#### Your task
Take each line from the material below that includes the string "handrail" and copy it.
Start of Block
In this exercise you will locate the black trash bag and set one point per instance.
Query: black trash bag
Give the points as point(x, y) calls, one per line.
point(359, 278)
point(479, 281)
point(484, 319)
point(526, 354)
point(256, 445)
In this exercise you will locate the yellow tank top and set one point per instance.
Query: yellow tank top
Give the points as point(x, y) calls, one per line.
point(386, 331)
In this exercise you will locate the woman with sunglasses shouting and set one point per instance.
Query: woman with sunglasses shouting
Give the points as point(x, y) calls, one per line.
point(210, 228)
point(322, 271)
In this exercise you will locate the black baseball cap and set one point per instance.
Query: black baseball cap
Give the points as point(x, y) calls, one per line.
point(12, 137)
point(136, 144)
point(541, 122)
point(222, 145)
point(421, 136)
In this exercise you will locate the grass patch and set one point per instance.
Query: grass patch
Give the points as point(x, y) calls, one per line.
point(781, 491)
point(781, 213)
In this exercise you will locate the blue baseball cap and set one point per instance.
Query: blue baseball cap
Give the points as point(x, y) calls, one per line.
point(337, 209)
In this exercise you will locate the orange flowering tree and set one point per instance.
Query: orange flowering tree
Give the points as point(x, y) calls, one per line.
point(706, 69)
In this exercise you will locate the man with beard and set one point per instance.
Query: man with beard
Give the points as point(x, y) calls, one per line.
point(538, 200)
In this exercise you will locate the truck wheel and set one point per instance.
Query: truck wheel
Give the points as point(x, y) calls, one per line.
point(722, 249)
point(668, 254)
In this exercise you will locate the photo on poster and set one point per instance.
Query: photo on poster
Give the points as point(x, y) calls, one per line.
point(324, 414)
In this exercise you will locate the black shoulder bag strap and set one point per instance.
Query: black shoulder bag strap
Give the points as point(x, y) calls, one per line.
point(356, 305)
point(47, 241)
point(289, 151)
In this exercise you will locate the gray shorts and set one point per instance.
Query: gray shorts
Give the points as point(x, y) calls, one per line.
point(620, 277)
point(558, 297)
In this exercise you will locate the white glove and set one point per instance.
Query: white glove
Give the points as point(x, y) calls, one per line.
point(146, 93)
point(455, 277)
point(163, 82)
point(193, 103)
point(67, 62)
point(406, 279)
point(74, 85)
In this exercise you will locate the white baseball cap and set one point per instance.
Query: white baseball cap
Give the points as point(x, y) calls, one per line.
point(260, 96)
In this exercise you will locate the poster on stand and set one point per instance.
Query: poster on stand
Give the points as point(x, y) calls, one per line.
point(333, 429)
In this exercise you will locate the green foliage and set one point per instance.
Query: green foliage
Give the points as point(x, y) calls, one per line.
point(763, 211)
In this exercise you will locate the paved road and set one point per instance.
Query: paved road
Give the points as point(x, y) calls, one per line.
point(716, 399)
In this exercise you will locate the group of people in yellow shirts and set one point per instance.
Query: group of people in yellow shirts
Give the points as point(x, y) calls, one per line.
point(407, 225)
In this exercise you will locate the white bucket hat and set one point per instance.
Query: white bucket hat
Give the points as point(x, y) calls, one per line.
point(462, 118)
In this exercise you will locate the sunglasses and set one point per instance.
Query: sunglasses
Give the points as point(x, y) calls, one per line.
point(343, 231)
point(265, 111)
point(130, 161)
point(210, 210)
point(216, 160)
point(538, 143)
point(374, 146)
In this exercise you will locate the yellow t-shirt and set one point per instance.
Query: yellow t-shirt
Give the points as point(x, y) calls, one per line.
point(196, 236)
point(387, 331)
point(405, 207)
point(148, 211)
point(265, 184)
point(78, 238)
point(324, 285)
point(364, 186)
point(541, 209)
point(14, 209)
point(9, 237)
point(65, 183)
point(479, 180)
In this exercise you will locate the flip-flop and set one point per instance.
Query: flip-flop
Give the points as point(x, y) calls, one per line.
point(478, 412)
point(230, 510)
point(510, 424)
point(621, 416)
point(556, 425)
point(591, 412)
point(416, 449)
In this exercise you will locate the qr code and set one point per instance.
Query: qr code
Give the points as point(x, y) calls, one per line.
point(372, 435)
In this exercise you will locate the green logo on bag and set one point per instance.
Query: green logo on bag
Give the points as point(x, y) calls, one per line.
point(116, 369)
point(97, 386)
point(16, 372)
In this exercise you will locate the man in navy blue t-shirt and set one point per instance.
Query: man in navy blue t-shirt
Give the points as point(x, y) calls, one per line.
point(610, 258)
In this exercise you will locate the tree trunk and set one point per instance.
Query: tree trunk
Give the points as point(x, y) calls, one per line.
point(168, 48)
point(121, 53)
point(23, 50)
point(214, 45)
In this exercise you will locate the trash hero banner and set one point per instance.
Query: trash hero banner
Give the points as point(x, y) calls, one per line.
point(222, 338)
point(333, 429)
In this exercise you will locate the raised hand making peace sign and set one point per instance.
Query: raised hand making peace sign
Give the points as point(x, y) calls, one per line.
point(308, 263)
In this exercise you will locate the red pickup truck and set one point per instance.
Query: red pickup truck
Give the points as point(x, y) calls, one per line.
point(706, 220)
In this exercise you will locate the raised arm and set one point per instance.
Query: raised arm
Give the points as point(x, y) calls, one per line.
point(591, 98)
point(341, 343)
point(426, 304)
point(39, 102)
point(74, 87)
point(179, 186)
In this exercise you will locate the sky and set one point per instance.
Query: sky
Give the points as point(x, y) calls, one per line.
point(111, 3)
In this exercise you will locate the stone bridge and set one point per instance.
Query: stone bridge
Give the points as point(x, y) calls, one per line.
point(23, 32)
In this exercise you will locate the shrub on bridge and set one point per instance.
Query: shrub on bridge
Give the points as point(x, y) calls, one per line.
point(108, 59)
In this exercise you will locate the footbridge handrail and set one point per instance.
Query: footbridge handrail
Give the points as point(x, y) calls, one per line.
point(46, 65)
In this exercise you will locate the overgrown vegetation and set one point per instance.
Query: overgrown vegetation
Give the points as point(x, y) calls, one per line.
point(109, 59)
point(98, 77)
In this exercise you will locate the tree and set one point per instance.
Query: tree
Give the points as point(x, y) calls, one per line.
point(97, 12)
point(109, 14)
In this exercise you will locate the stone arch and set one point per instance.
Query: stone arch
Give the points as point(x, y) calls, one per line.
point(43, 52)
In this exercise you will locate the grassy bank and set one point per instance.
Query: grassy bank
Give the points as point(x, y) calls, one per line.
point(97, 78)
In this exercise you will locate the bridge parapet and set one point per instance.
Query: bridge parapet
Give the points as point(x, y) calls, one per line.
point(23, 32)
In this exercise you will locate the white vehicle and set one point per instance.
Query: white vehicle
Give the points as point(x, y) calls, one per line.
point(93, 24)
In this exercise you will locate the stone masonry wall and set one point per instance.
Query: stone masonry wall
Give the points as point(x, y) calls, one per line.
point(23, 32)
End of Block
#### Task result
In this exercise you will locate the footbridge handrail and set one point per instance.
Query: footbridge handrail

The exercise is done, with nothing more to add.